- _Selected passage_:
===============
Qiqihar, the second largest city in China’s Heilongjiang province, on 9 August joined an increasing number of cities, districts and county governments to offer cash rewards to anyone who reports to the authorities on “illegal religious activities”.
Whistle-blowers could pocket between 500 yuan (£56, $77, €65) and 1,000 yuan (£112, $154, €132) for informing on private house gatherings, preaching, the distribution of printed religious works, audio-visual products outside churches, unqualified religious personnel and illicit foreign infiltration.
The measures aim to “strengthen the control of illegal religious activities in the district and prevent any Covid-19 cluster resulting from religious gatherings”, according to a statement from the Meilisi Daur District United Front Work Department of Qiqihar.
It added that the goal was to mobilise the public to help ensure a “harmonious and stable religious landscape”. Reports could be made through phone calls, emails and letters.
Similar reward systems were introduced in Zibo and Weihai cities in Shandong at about the same time. One of the first cities to offer rewards was Guangzhou, the capital of Guangzhou province, in April 2019.
The measure is part of the ongoing crackdown by the Chinese Communist Party (CCP) on Christians. In July 2021 pastors in the Three-Self Patriotic Movement (TSPM), the official Protestant Church of China, were ordered to deliver sermons on a speech by President Xi Jinping to mark the 100-year anniversary of the CCP.
===============
- _Brief_: Can you edit the Qiqihar report, starting with "It added that" and going on through "emails and letters.", so that "emails" becomes "text messages"? The entries have no connection to the Qiqihar report.
===============
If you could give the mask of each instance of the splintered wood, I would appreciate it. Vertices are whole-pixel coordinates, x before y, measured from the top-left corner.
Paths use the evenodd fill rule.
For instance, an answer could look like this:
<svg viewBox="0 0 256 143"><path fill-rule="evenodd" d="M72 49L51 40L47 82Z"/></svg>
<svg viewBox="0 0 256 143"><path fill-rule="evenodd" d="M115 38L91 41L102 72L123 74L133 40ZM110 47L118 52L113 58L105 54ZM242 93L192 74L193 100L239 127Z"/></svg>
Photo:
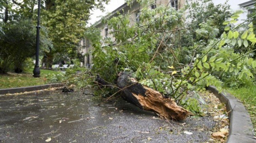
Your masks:
<svg viewBox="0 0 256 143"><path fill-rule="evenodd" d="M184 120L191 113L177 105L174 100L164 97L159 92L143 86L128 73L119 75L117 86L123 89L121 96L128 102L146 110L155 112L170 119Z"/></svg>
<svg viewBox="0 0 256 143"><path fill-rule="evenodd" d="M177 120L184 120L191 114L188 111L178 106L173 99L164 97L159 92L152 88L145 86L143 87L147 90L145 96L132 93L143 109L156 112L163 117Z"/></svg>

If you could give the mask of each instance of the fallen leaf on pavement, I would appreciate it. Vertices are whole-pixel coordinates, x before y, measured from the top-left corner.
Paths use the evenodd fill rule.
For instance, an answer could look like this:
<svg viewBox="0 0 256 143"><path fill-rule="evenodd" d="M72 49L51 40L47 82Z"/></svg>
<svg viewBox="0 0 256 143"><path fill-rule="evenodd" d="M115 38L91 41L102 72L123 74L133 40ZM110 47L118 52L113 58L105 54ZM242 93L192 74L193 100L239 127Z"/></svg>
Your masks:
<svg viewBox="0 0 256 143"><path fill-rule="evenodd" d="M226 137L225 134L226 135L226 132L217 132L214 133L213 133L213 135L212 136L213 138L224 138Z"/></svg>
<svg viewBox="0 0 256 143"><path fill-rule="evenodd" d="M193 134L193 133L190 132L184 131L184 133L187 135L192 135Z"/></svg>
<svg viewBox="0 0 256 143"><path fill-rule="evenodd" d="M46 140L45 140L45 141L46 142L49 142L51 140L52 140L52 138L48 138L48 139L46 139Z"/></svg>

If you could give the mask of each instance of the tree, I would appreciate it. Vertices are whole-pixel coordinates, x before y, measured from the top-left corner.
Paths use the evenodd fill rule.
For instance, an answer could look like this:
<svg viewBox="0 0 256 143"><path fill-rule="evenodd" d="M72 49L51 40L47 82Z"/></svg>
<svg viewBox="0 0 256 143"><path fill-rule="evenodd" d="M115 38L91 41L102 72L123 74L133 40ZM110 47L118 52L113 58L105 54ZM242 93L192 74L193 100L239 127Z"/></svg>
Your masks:
<svg viewBox="0 0 256 143"><path fill-rule="evenodd" d="M90 10L103 10L108 0L46 0L42 11L42 25L47 27L54 48L44 51L47 65L51 68L54 55L73 54L78 42L83 37Z"/></svg>
<svg viewBox="0 0 256 143"><path fill-rule="evenodd" d="M0 13L3 20L0 22L1 29L0 43L0 72L6 73L13 65L16 73L22 70L22 64L35 53L36 14L34 11L35 0L25 0L18 3L15 0L5 0L0 3ZM52 47L47 38L45 28L41 28L40 46L47 51Z"/></svg>
<svg viewBox="0 0 256 143"><path fill-rule="evenodd" d="M92 72L100 75L109 85L101 93L112 96L120 91L130 90L131 85L119 86L118 80L116 90L109 88L116 87L116 77L120 79L123 71L128 71L130 74L127 80L134 84L137 83L134 81L138 81L164 96L174 98L186 109L200 112L197 100L199 97L188 95L188 90L196 92L209 85L220 90L224 77L232 76L236 80L253 79L256 61L250 58L250 52L236 53L233 49L241 46L241 43L247 46L249 42L253 45L256 42L253 25L247 24L244 32L238 31L239 26L227 25L236 22L242 12L238 11L230 19L217 22L209 17L205 22L196 24L195 29L189 27L194 36L190 37L188 43L193 48L187 49L179 42L186 40L182 38L186 37L176 36L180 30L186 29L182 24L182 11L161 6L153 10L143 8L140 20L131 25L129 16L118 15L108 20L115 44L110 39L99 40L95 38L98 37L91 36L95 39L92 41L95 48ZM215 22L216 24L213 24ZM202 35L202 31L207 35ZM183 60L184 57L180 56L185 50L189 53L189 60Z"/></svg>

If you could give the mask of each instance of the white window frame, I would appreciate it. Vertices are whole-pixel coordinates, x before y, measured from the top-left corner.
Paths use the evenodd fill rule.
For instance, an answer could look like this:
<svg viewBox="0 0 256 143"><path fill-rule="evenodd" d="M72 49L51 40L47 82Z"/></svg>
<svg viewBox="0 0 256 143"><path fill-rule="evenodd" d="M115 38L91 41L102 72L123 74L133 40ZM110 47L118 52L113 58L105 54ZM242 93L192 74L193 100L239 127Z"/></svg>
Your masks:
===============
- _Result of this exercise_:
It added that the goal was to mobilise the public to help ensure a “harmonious and stable religious landscape”. Reports could be made through phone calls, text messages and letters.